# Document segment:
** START **

The Aguilar family graves are the only two marked graves in El Cementerio del Barrio de los Lipanes. Photo by Sarah Vasquez.

Growing up, Christina Hernandez spent the summer with her grandparents in the West Texas border town of Presidio, 60 miles south of Marfa. Each week, she would visit El Cementerio del Barrio de los Lipanes (the Cemetery of the Lipan Neighborhood), where her ancestors are buried, and pick up the litter that was left behind.

“It was a constant thing,” said Hernandez, who I spoke with at the Agave Festival in Marfa last month. “We would drive by. We’d see fresh trash. We’d stop and clean up.”

Hernandez was on a panel to discuss the preservation efforts for the cemetery at the festival, along with Oscar Rodriguez, an enrolled member of the Lipan Apache Tribe; Xoxi Nayapiltzin, a descendant of aboriginal people of La Junta; Mayrah Udvardi, senior architect at MASS Design Group; and Joseph Kunkel, principle at MASS Design Group.

The cemetery, located on the corner of Market Street and Barton Avenue, is a sacred burial site for the Lipan Apache Tribe of Texas, who migrated south from Canada over a thousand years ago and settled along the Colorado and Concho rivers. Some of the tribe moved further south to escape the Comanche. This group, the Prairie Grass Band, eventually relocated along the Rio Grande in sister cities Presidio and Ojinaga, as result of a peace settlement with the Spanish settlers in the 1790s.

** END **

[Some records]

** START **

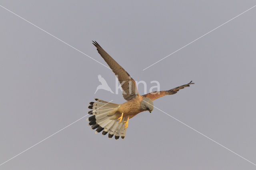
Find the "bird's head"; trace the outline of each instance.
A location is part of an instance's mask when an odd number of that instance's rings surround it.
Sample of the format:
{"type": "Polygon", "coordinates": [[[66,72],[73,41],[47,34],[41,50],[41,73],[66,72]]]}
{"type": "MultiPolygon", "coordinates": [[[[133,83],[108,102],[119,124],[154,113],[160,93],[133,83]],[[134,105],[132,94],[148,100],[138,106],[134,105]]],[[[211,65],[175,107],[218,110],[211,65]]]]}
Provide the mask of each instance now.
{"type": "Polygon", "coordinates": [[[151,113],[154,109],[154,104],[151,100],[148,98],[144,98],[140,103],[140,109],[143,111],[148,110],[151,113]]]}

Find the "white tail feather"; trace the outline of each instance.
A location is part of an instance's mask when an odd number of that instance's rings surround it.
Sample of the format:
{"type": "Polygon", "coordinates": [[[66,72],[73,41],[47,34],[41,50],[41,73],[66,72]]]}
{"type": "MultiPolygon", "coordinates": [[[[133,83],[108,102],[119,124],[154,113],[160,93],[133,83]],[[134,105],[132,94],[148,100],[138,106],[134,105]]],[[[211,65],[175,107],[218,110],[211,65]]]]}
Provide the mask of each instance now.
{"type": "Polygon", "coordinates": [[[120,105],[98,99],[95,100],[98,102],[91,102],[91,105],[88,107],[92,109],[88,113],[93,116],[87,118],[89,125],[92,126],[91,128],[96,129],[96,133],[102,130],[102,134],[104,135],[108,133],[110,138],[114,135],[116,139],[118,139],[120,136],[123,139],[126,132],[124,120],[127,118],[124,116],[122,121],[119,123],[119,120],[115,118],[116,116],[113,116],[120,105]]]}

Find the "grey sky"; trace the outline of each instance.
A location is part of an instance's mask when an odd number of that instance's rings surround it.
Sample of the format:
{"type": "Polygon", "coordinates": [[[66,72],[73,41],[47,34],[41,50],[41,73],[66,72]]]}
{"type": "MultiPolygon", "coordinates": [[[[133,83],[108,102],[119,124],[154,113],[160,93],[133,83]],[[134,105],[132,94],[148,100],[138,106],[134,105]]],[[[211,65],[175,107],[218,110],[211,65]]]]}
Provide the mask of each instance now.
{"type": "MultiPolygon", "coordinates": [[[[154,62],[255,5],[255,1],[8,1],[0,5],[106,64],[98,42],[137,81],[168,90],[154,105],[256,163],[256,9],[154,62]]],[[[0,164],[83,117],[112,72],[0,8],[0,164]]],[[[142,86],[138,87],[143,94],[142,86]]],[[[256,166],[154,109],[129,121],[124,140],[90,130],[86,118],[0,170],[252,170],[256,166]]]]}

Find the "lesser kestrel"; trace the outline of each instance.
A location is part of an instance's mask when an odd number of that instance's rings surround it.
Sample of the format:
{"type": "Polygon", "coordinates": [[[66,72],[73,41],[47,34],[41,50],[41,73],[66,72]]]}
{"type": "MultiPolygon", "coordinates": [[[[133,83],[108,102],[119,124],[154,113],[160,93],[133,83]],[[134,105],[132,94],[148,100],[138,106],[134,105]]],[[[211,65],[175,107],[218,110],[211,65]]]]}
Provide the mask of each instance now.
{"type": "Polygon", "coordinates": [[[118,139],[121,136],[124,139],[129,120],[139,113],[148,110],[151,112],[154,108],[153,100],[165,95],[174,94],[180,89],[189,86],[189,83],[168,90],[154,92],[142,96],[140,95],[135,81],[116,62],[96,41],[93,44],[110,68],[117,77],[122,89],[122,94],[127,102],[122,104],[110,103],[98,99],[97,102],[91,102],[88,107],[92,109],[88,113],[93,115],[87,119],[92,129],[96,133],[103,130],[105,135],[108,133],[108,137],[118,139]]]}

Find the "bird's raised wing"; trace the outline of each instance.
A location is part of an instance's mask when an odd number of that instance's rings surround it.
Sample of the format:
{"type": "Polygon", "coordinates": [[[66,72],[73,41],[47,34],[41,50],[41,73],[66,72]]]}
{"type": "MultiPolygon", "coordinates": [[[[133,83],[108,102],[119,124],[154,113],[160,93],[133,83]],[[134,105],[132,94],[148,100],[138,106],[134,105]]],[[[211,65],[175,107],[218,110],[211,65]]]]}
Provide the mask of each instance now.
{"type": "Polygon", "coordinates": [[[151,99],[152,100],[154,100],[159,98],[160,97],[162,97],[165,95],[175,94],[175,93],[177,93],[177,92],[178,92],[178,91],[179,91],[180,89],[184,88],[186,87],[189,87],[190,84],[194,84],[194,83],[192,83],[192,81],[191,81],[187,84],[184,84],[183,85],[176,87],[175,88],[169,90],[151,92],[151,93],[144,94],[142,96],[151,99]]]}
{"type": "Polygon", "coordinates": [[[108,55],[96,41],[92,41],[100,56],[106,62],[118,79],[123,89],[123,97],[126,100],[137,97],[139,95],[135,81],[118,64],[108,55]]]}

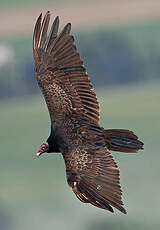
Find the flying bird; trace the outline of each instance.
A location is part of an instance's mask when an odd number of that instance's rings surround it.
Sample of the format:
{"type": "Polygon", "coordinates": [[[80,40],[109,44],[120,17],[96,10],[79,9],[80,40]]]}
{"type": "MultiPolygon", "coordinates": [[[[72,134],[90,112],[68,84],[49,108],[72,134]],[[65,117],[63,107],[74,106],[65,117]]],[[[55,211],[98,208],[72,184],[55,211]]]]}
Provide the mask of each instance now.
{"type": "Polygon", "coordinates": [[[46,100],[51,132],[37,156],[61,152],[69,186],[77,198],[126,213],[120,170],[110,150],[135,153],[143,143],[129,130],[100,126],[99,103],[68,23],[58,34],[59,17],[49,29],[50,12],[37,19],[33,34],[35,75],[46,100]]]}

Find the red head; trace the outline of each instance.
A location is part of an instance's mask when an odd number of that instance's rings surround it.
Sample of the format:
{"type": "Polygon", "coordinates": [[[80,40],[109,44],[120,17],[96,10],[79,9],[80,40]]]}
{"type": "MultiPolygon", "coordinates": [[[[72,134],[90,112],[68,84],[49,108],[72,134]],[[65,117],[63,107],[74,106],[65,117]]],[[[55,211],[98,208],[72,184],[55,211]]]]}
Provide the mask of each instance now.
{"type": "Polygon", "coordinates": [[[37,156],[39,157],[42,153],[45,153],[49,150],[49,144],[48,142],[45,142],[41,145],[41,147],[39,148],[38,152],[37,152],[37,156]]]}

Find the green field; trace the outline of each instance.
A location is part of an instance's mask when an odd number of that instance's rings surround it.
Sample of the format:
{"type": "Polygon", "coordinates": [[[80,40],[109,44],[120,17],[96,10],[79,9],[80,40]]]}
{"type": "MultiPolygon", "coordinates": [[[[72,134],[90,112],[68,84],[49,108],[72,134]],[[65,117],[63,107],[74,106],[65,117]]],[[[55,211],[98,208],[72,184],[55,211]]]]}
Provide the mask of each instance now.
{"type": "Polygon", "coordinates": [[[128,215],[80,203],[67,185],[60,155],[36,158],[50,131],[46,106],[38,96],[0,101],[0,229],[159,229],[159,87],[97,91],[101,124],[131,129],[145,143],[138,154],[114,153],[128,215]]]}
{"type": "MultiPolygon", "coordinates": [[[[81,0],[82,1],[82,0],[81,0]]],[[[75,0],[69,0],[68,3],[72,3],[75,2],[75,0]]],[[[32,6],[34,5],[39,5],[39,4],[43,4],[44,1],[43,0],[0,0],[0,6],[1,7],[24,7],[24,6],[29,6],[32,4],[32,6]]],[[[65,3],[65,0],[46,0],[45,3],[65,3]]]]}

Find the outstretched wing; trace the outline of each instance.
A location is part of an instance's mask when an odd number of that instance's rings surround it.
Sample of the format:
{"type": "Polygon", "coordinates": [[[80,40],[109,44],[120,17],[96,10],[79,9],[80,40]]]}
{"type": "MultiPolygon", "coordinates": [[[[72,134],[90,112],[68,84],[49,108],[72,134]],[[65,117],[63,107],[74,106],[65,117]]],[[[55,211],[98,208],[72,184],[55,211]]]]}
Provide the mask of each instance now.
{"type": "Polygon", "coordinates": [[[48,35],[49,21],[50,12],[47,12],[43,21],[41,14],[36,22],[33,55],[36,77],[51,120],[77,110],[99,124],[99,104],[70,35],[71,24],[57,35],[59,18],[56,17],[48,35]]]}
{"type": "Polygon", "coordinates": [[[97,138],[92,146],[77,146],[64,155],[68,184],[82,202],[111,212],[113,206],[126,214],[120,170],[100,139],[97,138]]]}

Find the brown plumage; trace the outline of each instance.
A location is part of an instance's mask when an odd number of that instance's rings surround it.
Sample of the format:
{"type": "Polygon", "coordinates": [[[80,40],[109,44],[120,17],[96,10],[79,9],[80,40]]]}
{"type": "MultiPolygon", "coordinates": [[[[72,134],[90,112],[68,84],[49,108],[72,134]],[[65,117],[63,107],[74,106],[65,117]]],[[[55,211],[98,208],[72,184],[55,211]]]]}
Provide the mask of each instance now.
{"type": "Polygon", "coordinates": [[[50,12],[39,16],[33,35],[35,74],[45,97],[51,134],[37,155],[61,152],[68,184],[84,203],[126,213],[119,168],[109,150],[137,152],[143,143],[129,130],[104,130],[99,104],[70,35],[68,23],[58,35],[59,18],[48,34],[50,12]]]}

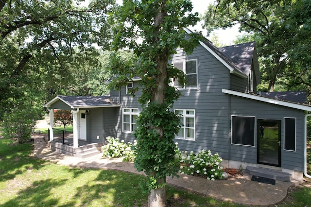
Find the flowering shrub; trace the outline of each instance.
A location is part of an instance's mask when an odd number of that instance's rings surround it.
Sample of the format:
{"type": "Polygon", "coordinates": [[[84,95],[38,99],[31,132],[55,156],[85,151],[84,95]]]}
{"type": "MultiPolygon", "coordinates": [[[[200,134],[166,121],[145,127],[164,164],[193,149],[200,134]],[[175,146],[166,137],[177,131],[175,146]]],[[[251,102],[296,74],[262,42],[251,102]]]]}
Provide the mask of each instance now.
{"type": "MultiPolygon", "coordinates": [[[[113,157],[123,157],[124,161],[133,161],[135,158],[134,150],[136,140],[132,144],[121,141],[119,138],[108,137],[106,138],[108,144],[103,146],[103,155],[111,159],[113,157]]],[[[200,176],[207,179],[215,180],[223,178],[223,167],[219,166],[223,161],[218,153],[212,155],[210,150],[203,150],[194,154],[193,151],[189,153],[184,152],[186,156],[182,156],[181,152],[175,143],[175,161],[171,164],[179,166],[179,172],[181,174],[200,176]]]]}
{"type": "Polygon", "coordinates": [[[136,145],[136,140],[134,141],[134,144],[131,142],[126,144],[124,140],[120,141],[119,138],[107,137],[106,139],[108,144],[102,147],[103,156],[109,159],[123,157],[123,161],[134,160],[135,157],[132,148],[136,145]]]}
{"type": "Polygon", "coordinates": [[[219,166],[223,159],[218,153],[212,155],[210,150],[203,150],[195,154],[193,151],[184,153],[186,156],[180,157],[181,174],[200,176],[211,180],[223,178],[223,167],[219,166]]]}

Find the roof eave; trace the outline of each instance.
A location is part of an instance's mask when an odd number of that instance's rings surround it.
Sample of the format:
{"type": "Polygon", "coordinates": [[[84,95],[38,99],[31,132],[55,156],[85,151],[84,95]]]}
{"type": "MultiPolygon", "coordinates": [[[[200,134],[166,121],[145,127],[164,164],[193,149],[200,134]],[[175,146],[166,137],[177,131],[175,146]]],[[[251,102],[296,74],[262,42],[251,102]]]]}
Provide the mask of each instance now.
{"type": "Polygon", "coordinates": [[[106,104],[106,105],[90,105],[90,106],[74,106],[73,109],[81,109],[81,108],[108,108],[108,107],[121,107],[121,105],[120,104],[116,104],[116,105],[111,105],[111,104],[106,104]]]}
{"type": "Polygon", "coordinates": [[[222,92],[224,93],[227,94],[233,95],[241,97],[246,98],[257,101],[259,101],[266,102],[269,104],[275,104],[276,105],[281,105],[283,106],[287,106],[290,108],[295,108],[297,109],[302,110],[304,111],[311,111],[311,106],[308,106],[299,104],[294,104],[289,103],[282,101],[276,100],[275,99],[270,99],[269,98],[263,97],[262,96],[257,96],[255,95],[249,94],[248,93],[242,93],[241,92],[235,91],[223,88],[222,92]]]}
{"type": "Polygon", "coordinates": [[[71,104],[70,104],[68,102],[65,101],[64,99],[62,99],[59,97],[59,96],[57,96],[56,97],[54,98],[53,99],[46,103],[45,104],[43,105],[43,107],[46,107],[47,108],[50,107],[51,105],[56,103],[57,101],[60,100],[64,102],[65,104],[68,105],[71,108],[74,108],[74,106],[71,104]]]}

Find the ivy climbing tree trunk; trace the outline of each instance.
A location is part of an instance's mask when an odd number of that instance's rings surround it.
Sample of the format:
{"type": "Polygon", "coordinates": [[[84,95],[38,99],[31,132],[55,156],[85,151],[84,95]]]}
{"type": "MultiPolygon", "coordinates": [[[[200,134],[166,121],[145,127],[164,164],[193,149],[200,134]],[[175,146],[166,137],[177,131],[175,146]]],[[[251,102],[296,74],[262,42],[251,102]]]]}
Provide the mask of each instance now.
{"type": "Polygon", "coordinates": [[[190,0],[124,0],[112,16],[115,38],[111,67],[116,78],[110,86],[120,89],[133,77],[141,79],[130,91],[134,95],[142,91],[134,164],[148,176],[144,186],[150,207],[165,206],[166,176],[175,175],[178,170],[173,139],[181,123],[170,109],[181,93],[169,84],[170,78],[178,79],[182,85],[186,80],[182,71],[168,62],[176,48],[191,53],[203,38],[196,33],[187,36],[184,30],[199,20],[197,13],[191,14],[192,8],[190,0]],[[119,51],[124,48],[132,50],[138,60],[121,61],[119,51]]]}

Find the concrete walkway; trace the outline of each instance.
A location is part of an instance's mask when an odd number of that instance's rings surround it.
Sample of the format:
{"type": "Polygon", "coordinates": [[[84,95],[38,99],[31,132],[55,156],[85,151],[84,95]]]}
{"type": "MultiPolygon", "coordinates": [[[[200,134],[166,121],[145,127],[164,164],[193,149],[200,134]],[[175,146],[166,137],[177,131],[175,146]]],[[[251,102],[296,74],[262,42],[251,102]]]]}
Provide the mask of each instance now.
{"type": "MultiPolygon", "coordinates": [[[[133,163],[122,162],[122,158],[109,159],[96,155],[79,158],[51,150],[43,138],[34,137],[35,156],[60,165],[87,168],[113,169],[138,173],[133,163]]],[[[180,174],[179,178],[167,178],[171,185],[189,191],[195,192],[223,201],[229,201],[247,206],[273,206],[286,196],[289,187],[298,183],[276,181],[276,185],[270,185],[251,180],[251,175],[244,172],[239,179],[210,181],[198,177],[180,174]]]]}

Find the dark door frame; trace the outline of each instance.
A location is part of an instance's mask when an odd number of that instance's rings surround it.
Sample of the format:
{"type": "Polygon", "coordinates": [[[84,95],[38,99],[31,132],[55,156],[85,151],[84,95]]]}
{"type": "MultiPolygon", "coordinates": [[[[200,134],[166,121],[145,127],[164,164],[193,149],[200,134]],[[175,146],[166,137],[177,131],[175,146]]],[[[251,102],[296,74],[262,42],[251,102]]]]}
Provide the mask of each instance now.
{"type": "Polygon", "coordinates": [[[261,164],[263,165],[271,165],[273,166],[276,167],[281,167],[281,128],[282,128],[282,121],[281,120],[276,120],[276,119],[257,119],[257,163],[261,164]],[[261,121],[275,121],[276,122],[276,123],[278,125],[278,141],[277,143],[278,144],[278,160],[277,164],[275,163],[270,163],[268,162],[260,162],[260,138],[261,138],[261,132],[260,132],[260,123],[261,123],[261,121]]]}

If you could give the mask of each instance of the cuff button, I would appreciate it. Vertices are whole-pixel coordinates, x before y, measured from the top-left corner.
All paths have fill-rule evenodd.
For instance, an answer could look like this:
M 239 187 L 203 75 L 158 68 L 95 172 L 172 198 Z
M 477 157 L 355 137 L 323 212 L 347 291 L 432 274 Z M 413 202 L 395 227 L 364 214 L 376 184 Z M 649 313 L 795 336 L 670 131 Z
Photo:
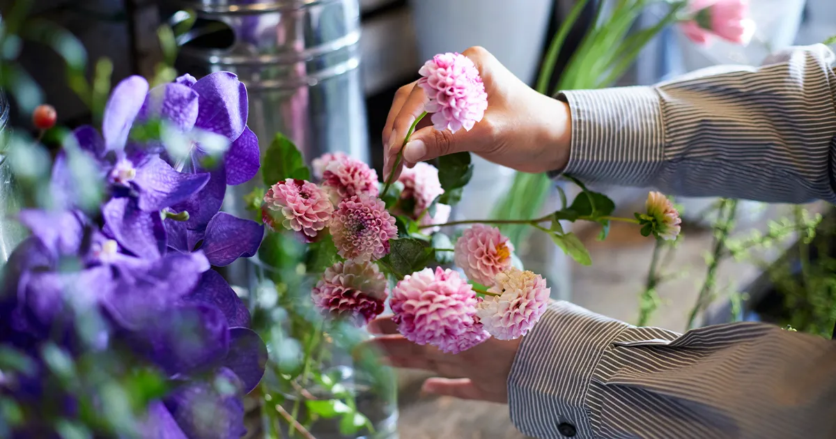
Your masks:
M 575 430 L 574 426 L 569 424 L 568 422 L 561 422 L 560 425 L 558 426 L 558 431 L 566 437 L 572 437 L 578 434 L 578 431 Z

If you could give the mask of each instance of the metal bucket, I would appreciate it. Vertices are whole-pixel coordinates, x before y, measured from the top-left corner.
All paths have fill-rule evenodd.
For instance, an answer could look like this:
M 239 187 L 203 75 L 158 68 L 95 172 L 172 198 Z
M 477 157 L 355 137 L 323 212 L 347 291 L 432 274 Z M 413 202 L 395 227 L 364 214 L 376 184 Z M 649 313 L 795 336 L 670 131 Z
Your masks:
M 7 140 L 8 133 L 8 101 L 0 92 L 0 142 Z M 8 260 L 14 248 L 26 237 L 26 231 L 12 216 L 20 210 L 20 192 L 11 166 L 3 154 L 5 143 L 0 144 L 0 267 Z
M 179 0 L 198 23 L 178 69 L 235 73 L 262 148 L 281 132 L 309 163 L 324 152 L 369 160 L 358 0 Z

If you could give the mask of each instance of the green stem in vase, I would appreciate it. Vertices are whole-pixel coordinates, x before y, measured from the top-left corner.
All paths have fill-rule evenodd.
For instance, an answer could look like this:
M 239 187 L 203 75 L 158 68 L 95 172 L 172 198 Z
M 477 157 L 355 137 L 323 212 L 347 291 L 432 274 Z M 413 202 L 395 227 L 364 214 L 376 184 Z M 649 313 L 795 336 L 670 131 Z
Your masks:
M 395 179 L 395 171 L 398 169 L 398 166 L 400 165 L 400 161 L 404 158 L 404 150 L 406 147 L 406 144 L 410 142 L 410 137 L 412 133 L 415 130 L 415 126 L 418 126 L 418 122 L 421 122 L 421 119 L 427 115 L 426 111 L 423 112 L 415 118 L 415 122 L 412 122 L 412 125 L 410 126 L 410 130 L 406 131 L 406 137 L 404 137 L 404 143 L 400 145 L 400 151 L 398 151 L 398 156 L 395 159 L 395 165 L 392 166 L 392 171 L 389 172 L 389 177 L 386 178 L 386 184 L 383 186 L 383 195 L 385 195 L 389 191 L 389 186 L 392 186 L 392 181 Z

** END **

# Description of the task:
Based on the text about the Presidio cemetery, does each statement below agree with it? Answer yes or no for each, quoting the words from the text that decide it.
1. The cemetery stands on the corner of Market Street and Barton Avenue.
2. Presidio lies 60 miles north of Marfa.
3. The Aguilar family graves are the only marked graves in the cemetery.

# Task result:
1. Yes: "located on the corner of Market Street and Barton Avenue"
2. No: "60 miles south of Marfa"
3. Yes: "The Aguilar family graves are the only two marked graves in El Cementerio del Barrio de los Lipanes"